- _Try it_
Lines from the top of the entries down to the line with "Note: identify the front" must be set down exactly as they stand, with both ends retained.

- _Exercise inputs_
*** Block opens ***

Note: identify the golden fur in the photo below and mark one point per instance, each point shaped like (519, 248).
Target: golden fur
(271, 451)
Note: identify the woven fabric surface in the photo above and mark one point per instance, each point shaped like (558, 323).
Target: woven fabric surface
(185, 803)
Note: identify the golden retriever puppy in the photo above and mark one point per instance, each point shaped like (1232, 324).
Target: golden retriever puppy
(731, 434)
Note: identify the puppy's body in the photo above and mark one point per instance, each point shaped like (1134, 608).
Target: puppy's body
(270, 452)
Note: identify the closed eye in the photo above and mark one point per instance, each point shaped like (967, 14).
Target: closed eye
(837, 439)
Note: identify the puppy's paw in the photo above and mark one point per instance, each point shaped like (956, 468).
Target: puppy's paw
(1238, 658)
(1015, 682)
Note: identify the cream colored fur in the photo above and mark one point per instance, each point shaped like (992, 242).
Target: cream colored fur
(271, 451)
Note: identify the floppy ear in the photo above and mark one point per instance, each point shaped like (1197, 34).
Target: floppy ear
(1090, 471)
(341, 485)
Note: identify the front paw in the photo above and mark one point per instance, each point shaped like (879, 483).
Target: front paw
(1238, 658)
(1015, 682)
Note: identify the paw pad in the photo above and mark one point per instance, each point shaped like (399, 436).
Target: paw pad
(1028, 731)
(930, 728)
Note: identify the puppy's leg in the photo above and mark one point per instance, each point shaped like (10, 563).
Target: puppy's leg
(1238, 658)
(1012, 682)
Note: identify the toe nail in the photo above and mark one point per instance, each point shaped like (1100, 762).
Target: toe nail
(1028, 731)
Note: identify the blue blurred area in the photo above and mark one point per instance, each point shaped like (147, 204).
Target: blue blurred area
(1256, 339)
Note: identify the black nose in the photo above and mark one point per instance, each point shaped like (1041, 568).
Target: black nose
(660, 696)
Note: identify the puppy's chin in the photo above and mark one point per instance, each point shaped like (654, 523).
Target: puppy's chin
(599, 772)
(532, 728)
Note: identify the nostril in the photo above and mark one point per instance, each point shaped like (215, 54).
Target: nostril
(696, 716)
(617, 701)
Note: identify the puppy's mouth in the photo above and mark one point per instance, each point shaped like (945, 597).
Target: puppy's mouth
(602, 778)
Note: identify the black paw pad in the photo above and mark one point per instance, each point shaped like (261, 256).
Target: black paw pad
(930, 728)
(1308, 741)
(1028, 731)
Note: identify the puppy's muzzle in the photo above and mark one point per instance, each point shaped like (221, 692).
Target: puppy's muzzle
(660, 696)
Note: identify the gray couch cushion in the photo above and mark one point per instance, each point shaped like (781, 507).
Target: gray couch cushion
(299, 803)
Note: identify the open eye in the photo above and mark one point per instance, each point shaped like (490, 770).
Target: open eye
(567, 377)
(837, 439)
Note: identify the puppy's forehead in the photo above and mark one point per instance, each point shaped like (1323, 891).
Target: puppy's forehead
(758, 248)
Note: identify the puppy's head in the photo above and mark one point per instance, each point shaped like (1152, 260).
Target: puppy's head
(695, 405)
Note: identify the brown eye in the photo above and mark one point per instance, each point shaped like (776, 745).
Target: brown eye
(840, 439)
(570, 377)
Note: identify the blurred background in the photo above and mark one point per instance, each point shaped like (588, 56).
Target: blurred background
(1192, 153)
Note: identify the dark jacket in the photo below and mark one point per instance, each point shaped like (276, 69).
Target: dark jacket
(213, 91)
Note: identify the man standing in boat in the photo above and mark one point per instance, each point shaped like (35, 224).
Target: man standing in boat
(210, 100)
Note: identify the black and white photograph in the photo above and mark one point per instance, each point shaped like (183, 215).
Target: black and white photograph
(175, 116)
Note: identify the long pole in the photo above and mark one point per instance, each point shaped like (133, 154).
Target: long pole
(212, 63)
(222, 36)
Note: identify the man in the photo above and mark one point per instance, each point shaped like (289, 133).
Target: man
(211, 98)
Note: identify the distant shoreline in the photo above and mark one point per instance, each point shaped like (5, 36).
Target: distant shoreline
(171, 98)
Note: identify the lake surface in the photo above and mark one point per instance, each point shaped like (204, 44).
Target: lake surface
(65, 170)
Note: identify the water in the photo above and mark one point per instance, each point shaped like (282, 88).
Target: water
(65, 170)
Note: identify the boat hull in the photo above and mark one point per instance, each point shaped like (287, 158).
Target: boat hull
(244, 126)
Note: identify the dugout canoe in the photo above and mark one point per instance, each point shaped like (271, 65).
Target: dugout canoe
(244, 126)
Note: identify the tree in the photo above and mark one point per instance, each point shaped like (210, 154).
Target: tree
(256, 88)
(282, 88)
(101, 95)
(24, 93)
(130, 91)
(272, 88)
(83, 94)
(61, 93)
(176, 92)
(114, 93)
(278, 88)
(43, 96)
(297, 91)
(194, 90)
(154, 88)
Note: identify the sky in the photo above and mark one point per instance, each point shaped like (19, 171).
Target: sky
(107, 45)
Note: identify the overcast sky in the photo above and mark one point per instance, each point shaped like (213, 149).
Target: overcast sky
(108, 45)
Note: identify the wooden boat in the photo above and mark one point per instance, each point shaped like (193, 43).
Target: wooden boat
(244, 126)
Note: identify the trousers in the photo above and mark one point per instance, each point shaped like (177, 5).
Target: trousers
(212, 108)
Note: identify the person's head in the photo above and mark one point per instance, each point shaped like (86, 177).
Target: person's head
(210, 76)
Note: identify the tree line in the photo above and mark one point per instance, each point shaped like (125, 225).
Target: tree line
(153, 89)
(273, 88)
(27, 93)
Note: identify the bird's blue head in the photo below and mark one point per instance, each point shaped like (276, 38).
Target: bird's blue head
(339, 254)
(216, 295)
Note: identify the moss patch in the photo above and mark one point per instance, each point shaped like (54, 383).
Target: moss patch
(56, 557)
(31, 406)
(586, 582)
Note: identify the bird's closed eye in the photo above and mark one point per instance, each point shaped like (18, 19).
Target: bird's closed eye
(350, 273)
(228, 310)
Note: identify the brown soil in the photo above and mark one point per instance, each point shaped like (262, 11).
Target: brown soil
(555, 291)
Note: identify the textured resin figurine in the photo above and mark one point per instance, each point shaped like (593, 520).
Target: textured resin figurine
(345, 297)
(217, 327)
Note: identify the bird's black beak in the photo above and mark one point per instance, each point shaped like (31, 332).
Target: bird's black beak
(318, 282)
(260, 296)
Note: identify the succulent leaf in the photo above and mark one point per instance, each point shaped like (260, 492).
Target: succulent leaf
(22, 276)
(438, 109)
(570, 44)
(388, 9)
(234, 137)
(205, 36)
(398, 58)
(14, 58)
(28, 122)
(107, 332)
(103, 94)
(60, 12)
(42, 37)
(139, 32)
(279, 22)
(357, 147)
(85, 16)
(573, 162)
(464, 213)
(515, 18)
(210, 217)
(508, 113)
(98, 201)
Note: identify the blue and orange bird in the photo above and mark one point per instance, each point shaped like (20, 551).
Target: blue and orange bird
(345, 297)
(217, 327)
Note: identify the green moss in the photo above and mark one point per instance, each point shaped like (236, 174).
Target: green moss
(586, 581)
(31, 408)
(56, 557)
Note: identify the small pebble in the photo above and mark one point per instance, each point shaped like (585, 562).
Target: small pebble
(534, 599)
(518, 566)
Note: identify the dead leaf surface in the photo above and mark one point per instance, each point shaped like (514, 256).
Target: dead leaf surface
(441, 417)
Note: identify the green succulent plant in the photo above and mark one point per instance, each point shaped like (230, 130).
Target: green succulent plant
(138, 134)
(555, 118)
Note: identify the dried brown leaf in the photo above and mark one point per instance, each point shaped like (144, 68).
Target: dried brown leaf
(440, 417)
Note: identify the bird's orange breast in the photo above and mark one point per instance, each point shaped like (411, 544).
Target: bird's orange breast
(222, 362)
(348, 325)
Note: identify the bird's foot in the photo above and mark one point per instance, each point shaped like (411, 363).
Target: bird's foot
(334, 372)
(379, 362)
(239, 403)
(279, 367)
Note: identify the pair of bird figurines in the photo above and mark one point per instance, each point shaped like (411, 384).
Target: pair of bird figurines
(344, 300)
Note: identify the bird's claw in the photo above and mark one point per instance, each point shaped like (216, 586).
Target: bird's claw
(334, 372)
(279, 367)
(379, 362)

*** Block closes ***

- _Output of the task_
Note: identify the golden fur in the photo below and mark one point per instance, each point shaped like (519, 248).
Target: golden fur
(271, 451)
Note: identify the woven fabric surface in the photo above and mark one point per instance, each point shaped like (558, 323).
Target: woven fabric surface
(185, 803)
Note: identify the golden retriever puppy in the photo above and mark one point per instance, each point shaped like (1232, 324).
Target: golden retriever puppy
(731, 434)
Note: identify the puppy's body in the photo above and mark one point per instance, each point shaped like (1134, 608).
Target: puppy's body
(270, 452)
Note: identify the closed eye in the photo above and mark one point per instance, each point shaped like (967, 14).
Target: closed eye
(837, 439)
Note: identify the puppy's paw in the photo above and mark one point per instance, each point shaped like (956, 468).
Target: puppy's paw
(1238, 658)
(1015, 682)
Note: identify the cream colored fur in the photo above and mark one point per instance, each point shaped like (992, 242).
Target: cream colored fur
(271, 451)
Note: identify the floppy ear in the photo above and mark one point per instance, each point shaped like (1197, 34).
Target: floppy ear
(1090, 471)
(341, 485)
Note: identify the front paw in the photo above and mark one point per instance, each point shaped like (879, 483).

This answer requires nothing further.